Teacher's Guide for:
Prairie Skies
OBJECTIVES:
- To introduce students to the current night sky.
- To learn how to locate and recognize the constellations of the season.
- To learn how to locate the North Star.
- To hear myths and legends behind the figures created by ancient cultures.
This show conforms to the following state science standards: 12.F.2b,
12.F.2c, 12.F.3b, 12.F.3c
BRIEF SHOW DESCRIPTION:
"Prairie Skies" investigates current sights in the night sky over
Central Illinois. In the course of the 45 minute live presentation, students
will learn the major constellations of the season as well as any planets
currently visible to the unaided eye. Other telescopic phenomena, such as
nebulae, external galaxies, and star clusters, are also examined. A playback
segment tells of the myths and legends associated with the seasonal star
patterns. "Prairie Skies" can possibly be altered to conform to
specific topics covered in your classroom and is intended for all ages.
PRE-VISIT ACTIVITIES/TOPICS FOR DISCUSSION:
- Check in the library for books on star maps and constellations. What
constellations should we be able to see this month? How many can you list?
Why can't we see them all?
- What is special about the North Star? [hint: It is NOT the brightest
star.]
- How can we use the Big Dipper to locate the North Star? Try to find the
North Star at night.
- What, if anything, is "special" about the constellations of the
zodiac?
POST-VISIT ACTIVITIES/TOPICS FOR DISCUSSION:
- Help students recognize the constellations without the interconnecting
lines by punching out holes in black construction paper for each bright star
in the pattern. An overhead transparency projector works well here.
- Using the method introduced in project #1, encourage students to construct
their own constellations. From there, each may write their own legends and
myths corresponding to the character or thing they have devised.

**Set of tasks**
**a)** Write out the part of the Prairie Skies teacher's guide between "- Using the" and "they have devised.", inclusive, word for word.
**b)** Pick up the Prairie Skies teacher's guide after its last sentence and keep writing it.

**Material provided**
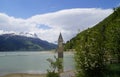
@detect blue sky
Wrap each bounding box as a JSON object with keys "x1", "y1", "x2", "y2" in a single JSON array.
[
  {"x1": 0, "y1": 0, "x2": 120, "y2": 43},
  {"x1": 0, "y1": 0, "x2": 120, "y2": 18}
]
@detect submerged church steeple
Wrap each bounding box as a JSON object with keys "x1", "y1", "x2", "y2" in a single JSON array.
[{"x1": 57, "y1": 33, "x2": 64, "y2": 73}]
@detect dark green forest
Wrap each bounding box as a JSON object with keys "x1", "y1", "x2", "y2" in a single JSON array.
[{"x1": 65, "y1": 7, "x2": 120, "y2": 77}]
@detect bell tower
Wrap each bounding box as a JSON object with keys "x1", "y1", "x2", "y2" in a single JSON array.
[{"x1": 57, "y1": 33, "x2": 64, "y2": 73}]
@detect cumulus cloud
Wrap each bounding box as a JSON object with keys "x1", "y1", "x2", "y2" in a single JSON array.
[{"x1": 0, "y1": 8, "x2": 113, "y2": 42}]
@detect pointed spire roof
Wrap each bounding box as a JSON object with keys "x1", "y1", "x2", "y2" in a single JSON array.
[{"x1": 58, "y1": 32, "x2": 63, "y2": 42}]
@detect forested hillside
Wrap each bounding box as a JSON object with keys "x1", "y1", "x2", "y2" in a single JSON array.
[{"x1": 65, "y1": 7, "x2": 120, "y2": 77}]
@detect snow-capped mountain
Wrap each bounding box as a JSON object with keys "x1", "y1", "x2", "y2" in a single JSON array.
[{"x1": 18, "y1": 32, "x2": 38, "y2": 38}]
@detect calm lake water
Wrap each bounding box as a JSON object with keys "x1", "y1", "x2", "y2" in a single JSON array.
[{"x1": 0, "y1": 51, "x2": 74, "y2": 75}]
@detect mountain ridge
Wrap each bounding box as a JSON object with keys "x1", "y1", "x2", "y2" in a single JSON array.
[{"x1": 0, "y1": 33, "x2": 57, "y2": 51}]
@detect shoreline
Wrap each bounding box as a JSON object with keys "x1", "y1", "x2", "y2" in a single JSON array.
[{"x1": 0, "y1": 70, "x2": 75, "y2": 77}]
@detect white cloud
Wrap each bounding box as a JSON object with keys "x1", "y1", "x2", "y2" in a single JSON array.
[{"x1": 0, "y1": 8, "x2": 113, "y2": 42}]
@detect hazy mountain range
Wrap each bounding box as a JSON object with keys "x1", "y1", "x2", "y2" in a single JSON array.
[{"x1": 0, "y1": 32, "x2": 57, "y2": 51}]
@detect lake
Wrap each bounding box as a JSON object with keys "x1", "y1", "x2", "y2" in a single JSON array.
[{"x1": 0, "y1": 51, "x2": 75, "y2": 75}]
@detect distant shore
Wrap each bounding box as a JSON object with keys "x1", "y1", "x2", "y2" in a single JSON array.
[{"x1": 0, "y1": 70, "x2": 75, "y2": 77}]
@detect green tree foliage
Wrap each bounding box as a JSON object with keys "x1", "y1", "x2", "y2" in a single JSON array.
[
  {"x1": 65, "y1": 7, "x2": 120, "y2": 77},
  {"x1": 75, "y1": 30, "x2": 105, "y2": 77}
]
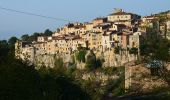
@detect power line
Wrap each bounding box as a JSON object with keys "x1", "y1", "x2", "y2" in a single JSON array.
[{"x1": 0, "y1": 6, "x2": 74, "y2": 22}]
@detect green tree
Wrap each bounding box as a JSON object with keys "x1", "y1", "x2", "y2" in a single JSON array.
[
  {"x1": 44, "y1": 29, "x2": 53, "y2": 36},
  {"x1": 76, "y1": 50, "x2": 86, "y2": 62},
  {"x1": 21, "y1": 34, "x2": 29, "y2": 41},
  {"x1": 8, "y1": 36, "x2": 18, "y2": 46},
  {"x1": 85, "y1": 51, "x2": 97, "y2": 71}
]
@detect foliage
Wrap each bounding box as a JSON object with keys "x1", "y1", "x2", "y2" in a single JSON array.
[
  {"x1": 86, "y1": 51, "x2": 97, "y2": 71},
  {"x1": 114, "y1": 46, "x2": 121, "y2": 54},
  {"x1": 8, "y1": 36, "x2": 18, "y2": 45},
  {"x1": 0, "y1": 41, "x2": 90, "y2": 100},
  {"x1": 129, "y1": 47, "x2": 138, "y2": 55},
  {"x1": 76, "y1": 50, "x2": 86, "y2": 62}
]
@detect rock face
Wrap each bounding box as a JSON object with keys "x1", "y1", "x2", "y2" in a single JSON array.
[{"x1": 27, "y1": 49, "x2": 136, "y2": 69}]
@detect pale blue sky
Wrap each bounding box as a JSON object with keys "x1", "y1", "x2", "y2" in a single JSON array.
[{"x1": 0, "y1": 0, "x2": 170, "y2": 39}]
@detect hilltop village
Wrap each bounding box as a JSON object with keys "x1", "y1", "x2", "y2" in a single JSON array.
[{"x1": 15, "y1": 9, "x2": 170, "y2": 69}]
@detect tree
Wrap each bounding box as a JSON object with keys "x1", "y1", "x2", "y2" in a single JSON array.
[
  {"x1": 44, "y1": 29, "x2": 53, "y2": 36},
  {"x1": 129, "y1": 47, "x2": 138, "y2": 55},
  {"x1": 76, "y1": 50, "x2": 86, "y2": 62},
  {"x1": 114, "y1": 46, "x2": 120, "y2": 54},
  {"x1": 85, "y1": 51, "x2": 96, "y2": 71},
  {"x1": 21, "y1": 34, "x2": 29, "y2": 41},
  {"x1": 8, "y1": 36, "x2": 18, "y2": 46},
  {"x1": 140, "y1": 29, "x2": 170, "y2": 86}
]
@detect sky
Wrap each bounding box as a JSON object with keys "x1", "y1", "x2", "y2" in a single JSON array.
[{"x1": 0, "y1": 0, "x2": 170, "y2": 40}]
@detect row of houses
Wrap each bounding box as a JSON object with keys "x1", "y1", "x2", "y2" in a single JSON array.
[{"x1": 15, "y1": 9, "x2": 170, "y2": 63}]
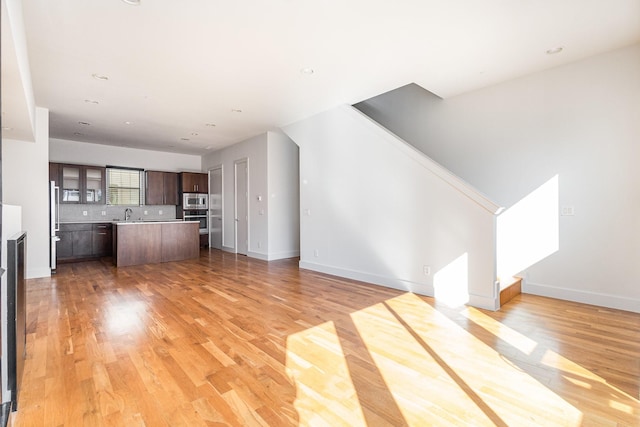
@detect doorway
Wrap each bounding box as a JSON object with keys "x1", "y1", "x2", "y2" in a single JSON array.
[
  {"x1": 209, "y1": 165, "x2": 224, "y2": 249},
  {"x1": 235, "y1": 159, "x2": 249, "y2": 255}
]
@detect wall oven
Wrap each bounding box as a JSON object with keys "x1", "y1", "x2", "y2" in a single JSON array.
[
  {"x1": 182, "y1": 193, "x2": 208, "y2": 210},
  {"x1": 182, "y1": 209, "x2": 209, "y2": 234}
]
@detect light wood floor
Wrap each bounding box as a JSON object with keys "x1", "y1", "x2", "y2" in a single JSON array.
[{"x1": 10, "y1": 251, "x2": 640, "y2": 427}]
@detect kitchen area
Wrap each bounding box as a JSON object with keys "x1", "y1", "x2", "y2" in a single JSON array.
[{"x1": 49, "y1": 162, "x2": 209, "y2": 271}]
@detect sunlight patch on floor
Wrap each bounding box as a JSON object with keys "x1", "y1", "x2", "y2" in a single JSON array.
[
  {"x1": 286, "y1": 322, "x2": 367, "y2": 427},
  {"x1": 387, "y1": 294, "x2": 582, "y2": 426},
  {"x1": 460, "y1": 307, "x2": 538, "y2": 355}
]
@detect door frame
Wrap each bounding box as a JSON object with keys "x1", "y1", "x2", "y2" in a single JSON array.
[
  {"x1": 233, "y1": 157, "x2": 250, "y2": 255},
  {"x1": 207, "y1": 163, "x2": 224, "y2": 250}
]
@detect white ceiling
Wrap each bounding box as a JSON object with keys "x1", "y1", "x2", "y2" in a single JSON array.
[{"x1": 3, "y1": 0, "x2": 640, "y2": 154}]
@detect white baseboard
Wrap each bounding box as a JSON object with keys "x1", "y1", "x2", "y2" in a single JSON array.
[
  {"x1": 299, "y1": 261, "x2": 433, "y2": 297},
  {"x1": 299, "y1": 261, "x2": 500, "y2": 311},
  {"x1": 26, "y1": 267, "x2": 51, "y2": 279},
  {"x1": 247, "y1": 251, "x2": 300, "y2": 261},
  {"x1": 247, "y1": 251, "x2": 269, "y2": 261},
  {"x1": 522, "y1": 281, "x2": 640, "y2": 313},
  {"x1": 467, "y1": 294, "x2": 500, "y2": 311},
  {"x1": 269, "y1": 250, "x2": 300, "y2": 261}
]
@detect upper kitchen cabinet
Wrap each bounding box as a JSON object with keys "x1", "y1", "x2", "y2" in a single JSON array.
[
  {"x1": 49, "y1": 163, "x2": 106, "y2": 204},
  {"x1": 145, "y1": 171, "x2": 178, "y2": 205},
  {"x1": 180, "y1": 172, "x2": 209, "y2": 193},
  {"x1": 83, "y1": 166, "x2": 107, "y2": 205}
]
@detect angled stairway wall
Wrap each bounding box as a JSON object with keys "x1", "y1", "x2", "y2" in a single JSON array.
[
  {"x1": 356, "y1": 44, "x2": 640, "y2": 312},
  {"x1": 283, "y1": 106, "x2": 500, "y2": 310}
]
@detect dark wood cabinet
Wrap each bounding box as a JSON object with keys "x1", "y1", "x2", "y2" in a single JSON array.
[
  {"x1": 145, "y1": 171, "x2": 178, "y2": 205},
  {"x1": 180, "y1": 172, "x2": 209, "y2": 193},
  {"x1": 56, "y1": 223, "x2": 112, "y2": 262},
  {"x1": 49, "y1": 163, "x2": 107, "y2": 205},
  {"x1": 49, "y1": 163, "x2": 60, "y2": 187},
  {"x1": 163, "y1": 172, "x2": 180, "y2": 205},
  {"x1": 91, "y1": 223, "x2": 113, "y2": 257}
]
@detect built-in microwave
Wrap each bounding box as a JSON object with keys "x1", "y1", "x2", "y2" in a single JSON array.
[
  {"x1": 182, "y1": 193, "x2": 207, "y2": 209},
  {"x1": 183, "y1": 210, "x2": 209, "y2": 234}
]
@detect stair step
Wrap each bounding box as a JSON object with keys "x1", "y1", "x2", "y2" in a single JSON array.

**The results**
**a)**
- Using the method introduced in project #1, encourage students to construct
their own constellations. From there, each may write their own legends and
myths corresponding to the character or thing they have devised.

**b)**
- Let the students determine their latitude by measuring the altitude of
Polaris, the North Star, from the northern horizon. This can be accomplished
in two methods:
- When you make a fist with your hand and extend your arm ahead of you
as far as possible, you can estimate angular distances in the sky. By
sighting over and below your fist the apparent angle subtended from your
little finger to your thumb is about ten degrees. Polaris should be
roughly 4 fists, or 40 degrees, above the northern horizon.
- To attain greater accuracy you will need to construct a Quadrant, an
ancient devise for measuring angles. You will need a straw, protractor,
a short segment of string (8"), and a weight. When you site along
the protractor, through the straw, the string measures the altitude.
- The stars above might seem two-dimensional to a backyard observer but we
know that some stars are more distant than others. Illustrate this by
creating a 3-D constellation. Allow students to research the distances to
the stars that form the Big Dipper. Use a scale of 1 inch = 1 light year.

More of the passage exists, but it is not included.